オープン社会の公正選挙・CPBの経済政策分析とマスメディア

 誰にとっても、予想を上回った結果、しかも、連立交渉の難航を明らかに予測させるため行きのでるような分極化の事態。だが、それでも、誰一人として、選挙の不公正を指摘する声は上がってこない。

 オランダの選挙の公正さは、群を抜いている。有権者が、みなで、公正さを監視している。

 今回の選挙は、そういう中でも、特に、オープン社会の本質を見せつけてくれるようないくつかの特記すべき選挙戦が行われた。

 オランダでは、80年代以来、『経済政策分析局』CPBという機関が、各政党の選挙プログラム(マニフェスト)の実現可能性と経済効果を科学的に分析している。政党プログラムの経済政策の分析は、政党にとっては義務ではなく、自主的な依頼によることを原則にしている。だから、分析を依頼せずに、選挙運動をしても別に違反ではない。しかし、分析があれば、その政党が来る政権で実行しようと思っている政策が、どれほど実現の可能性があり、その効果がどうなるのかがわかるわけであるから、大政党は、堂々と選挙プログラムを提出せざるを得ない、という結果になっている。
 今回の選挙では、その重要性は、これまでのどの選挙にも増して大きかった。
 なぜなら、2015年までに290億ユーロの削減ができるのか、どんな政策でそれを実現するのか、が課題だったからだ。

 選挙に先立つこと20日足らず、5月20日に、CPBは8政党の選挙プログラムの経済政策を分析して発表した。
「CPBがやるのは、お墨付きを与えることではない。どこでどんな削減が図られるのか、選択肢を明確にすることだ。選ぶのは有権者だ。選択肢はこんなにある。」と発表されたのが興味深い。

 現に、歳出削減のために、住宅政策、移民政策、医療保険制度、障害保障、失業政策、慢性病者保障、各種の手当、教育政策、エネルギー政策、開発途上国援助、環境政策、公務員制度や公共行政、防衛政策、などなどの面で、各政党が、どのような施策によって、国庫を節減しようとしているかが、一目瞭然となるグラフで国民に公開された。

(収集データ)
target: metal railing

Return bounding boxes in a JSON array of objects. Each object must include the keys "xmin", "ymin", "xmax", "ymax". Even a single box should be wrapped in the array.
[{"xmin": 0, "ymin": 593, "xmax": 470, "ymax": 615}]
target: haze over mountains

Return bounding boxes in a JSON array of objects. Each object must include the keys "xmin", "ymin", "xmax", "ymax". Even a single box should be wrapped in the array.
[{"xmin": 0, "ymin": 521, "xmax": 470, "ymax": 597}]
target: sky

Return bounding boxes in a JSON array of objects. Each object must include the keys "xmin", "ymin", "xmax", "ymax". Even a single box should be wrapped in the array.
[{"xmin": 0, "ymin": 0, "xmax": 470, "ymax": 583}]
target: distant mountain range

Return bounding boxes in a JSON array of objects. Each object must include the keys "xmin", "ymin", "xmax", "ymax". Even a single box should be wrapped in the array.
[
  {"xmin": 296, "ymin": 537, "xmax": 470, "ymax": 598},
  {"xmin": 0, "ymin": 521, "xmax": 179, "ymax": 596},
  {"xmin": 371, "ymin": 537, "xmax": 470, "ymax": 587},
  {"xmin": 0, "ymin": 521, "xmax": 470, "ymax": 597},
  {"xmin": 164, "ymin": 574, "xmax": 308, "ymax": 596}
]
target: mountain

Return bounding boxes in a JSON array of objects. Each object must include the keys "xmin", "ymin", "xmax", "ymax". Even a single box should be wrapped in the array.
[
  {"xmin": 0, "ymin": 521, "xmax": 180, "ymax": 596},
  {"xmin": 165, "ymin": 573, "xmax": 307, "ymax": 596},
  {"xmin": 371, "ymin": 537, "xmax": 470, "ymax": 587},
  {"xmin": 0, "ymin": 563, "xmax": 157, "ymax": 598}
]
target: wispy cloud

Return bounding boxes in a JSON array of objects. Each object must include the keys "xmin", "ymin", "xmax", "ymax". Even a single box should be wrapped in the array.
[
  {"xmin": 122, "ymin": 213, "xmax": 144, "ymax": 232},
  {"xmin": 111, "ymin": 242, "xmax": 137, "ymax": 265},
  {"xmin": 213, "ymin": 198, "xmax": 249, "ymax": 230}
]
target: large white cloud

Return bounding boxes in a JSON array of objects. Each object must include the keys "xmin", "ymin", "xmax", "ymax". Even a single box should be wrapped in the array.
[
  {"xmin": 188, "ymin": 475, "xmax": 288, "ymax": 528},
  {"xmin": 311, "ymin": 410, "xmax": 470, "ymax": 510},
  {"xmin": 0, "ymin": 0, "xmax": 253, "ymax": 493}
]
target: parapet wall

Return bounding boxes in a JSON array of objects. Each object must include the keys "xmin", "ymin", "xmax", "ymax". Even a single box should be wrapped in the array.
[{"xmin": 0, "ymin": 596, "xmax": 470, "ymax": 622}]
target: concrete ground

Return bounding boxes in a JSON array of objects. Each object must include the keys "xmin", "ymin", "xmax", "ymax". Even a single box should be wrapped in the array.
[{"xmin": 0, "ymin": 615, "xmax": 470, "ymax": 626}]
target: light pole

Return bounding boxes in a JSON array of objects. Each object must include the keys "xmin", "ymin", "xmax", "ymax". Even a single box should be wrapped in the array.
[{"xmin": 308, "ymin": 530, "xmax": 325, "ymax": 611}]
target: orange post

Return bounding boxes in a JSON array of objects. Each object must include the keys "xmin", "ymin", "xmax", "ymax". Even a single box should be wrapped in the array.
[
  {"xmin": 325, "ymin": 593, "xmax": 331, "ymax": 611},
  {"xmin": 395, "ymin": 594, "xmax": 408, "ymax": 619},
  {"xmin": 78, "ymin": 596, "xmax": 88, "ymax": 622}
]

==

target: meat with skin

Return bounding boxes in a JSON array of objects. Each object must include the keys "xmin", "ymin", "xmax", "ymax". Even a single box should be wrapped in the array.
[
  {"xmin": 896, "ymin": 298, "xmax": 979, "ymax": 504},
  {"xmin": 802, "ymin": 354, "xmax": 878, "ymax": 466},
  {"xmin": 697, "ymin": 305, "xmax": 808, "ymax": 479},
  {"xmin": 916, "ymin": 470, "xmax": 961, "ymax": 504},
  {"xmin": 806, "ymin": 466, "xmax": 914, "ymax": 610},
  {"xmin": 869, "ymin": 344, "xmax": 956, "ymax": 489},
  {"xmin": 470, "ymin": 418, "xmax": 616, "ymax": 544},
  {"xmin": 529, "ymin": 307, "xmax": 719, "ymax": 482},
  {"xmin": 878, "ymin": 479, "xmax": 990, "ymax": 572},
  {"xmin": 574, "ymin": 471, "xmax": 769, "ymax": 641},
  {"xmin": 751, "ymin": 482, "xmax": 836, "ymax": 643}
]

---

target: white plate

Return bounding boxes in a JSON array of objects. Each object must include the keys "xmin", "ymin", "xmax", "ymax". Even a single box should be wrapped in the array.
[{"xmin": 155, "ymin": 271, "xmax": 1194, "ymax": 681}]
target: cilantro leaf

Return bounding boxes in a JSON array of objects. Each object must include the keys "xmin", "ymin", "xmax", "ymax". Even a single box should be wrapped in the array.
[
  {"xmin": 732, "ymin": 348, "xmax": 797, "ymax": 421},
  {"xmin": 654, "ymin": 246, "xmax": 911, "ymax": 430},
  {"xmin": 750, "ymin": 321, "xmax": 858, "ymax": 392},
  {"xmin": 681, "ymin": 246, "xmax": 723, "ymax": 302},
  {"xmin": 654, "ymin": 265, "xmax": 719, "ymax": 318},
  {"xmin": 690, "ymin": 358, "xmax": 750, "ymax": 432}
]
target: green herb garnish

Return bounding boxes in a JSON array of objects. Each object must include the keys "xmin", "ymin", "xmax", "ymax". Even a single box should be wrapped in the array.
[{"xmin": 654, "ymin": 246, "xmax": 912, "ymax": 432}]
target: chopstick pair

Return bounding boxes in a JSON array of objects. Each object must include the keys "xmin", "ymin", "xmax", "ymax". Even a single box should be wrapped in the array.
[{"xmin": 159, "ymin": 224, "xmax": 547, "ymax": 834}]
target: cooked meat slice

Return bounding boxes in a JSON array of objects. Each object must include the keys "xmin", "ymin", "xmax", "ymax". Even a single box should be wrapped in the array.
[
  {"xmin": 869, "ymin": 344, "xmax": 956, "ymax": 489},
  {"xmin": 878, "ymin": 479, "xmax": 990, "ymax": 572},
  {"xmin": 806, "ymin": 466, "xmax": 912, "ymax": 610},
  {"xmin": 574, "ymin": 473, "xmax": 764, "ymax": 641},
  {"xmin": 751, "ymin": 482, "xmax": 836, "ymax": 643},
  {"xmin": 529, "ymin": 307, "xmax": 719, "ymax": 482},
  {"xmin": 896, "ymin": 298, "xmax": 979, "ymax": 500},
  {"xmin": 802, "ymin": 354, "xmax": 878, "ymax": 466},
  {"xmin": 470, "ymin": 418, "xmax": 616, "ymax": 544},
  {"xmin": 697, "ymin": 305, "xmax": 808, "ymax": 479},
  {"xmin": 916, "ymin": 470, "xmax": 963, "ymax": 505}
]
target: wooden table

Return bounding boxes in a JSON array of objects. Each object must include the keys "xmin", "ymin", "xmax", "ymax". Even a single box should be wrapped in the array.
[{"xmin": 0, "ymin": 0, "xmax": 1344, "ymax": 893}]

作業内容: オランダの選挙とCPBによる政策分析についての抜粋を、最後の文の後から続けて書くこと。

作業結果:
 テレビやラジオでは、早速党首討論会が始まる。討論の内容は、このCPBの分析に基づき、実に細かい制度改革に及び、それぞれの政策の背景にあるイデオロギーが問われる。

 選挙の数日前には、大新聞が、インターネットのサイト上で、読者が、8政党の政策を、項目ごとに選びながら、290億ユーロの削減を実現できるかを試すシミュレーションプログラムまで登場した。削減は有無を言わさぬ課題だ。国民が決めるのは、「どんな削減法を望んでいるのか」ということだった。

 その結果が、昨日の選挙結果だった。

 オランダは、先月のイギリスと同様、左右両派に分極した。そして、左右、どちらも、中道派や小政党の参画なくして、政治を担当することはできない。

 経済大不況という、混沌とした社会不安が、世界中の政治を襲っている。

 少なくとも、オランダでは、選挙が、可能な限り公正に行われ、その結果が、こうなったのだ、という、その確信だけは、イデオロギーの相違にかかわらず、ほぼすべての有権者が自覚しているらしい。
 民主主義の目的はそこにしかなく、民主主義社会の政治は、そこからしかはじまらない。